SHORT PROBLEM — Find each line below that contains the string "snow" and copy it. Matching is case-sensitive.

Records excerpted from a collection
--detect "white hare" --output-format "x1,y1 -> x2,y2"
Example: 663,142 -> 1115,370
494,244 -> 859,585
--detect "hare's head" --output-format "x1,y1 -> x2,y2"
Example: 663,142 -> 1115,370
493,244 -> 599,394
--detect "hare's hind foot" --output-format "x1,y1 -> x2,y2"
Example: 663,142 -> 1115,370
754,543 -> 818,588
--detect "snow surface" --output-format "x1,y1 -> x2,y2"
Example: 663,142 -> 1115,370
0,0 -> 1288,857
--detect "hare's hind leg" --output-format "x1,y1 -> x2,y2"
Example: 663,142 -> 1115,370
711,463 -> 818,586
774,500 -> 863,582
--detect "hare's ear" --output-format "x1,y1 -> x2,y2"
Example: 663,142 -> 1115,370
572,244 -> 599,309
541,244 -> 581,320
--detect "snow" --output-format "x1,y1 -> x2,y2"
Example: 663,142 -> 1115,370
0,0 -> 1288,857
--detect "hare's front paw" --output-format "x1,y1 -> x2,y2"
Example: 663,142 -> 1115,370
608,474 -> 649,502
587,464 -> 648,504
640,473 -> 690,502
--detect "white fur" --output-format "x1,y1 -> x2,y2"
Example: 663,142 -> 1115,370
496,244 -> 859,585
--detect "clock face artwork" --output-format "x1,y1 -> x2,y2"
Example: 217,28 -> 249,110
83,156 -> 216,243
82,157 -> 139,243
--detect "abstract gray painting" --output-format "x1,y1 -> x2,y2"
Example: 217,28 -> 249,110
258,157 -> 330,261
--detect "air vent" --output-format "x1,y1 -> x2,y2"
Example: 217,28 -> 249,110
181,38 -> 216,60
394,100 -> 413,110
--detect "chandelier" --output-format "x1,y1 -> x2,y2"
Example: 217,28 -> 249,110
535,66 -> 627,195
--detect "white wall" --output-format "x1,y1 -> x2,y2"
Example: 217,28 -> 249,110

WRITTEN SOLUTION —
--detect "snow surface" --output-format "x1,y1 -> x2,y2"
--detect "snow" --output-format "x1,y1 -> x2,y2"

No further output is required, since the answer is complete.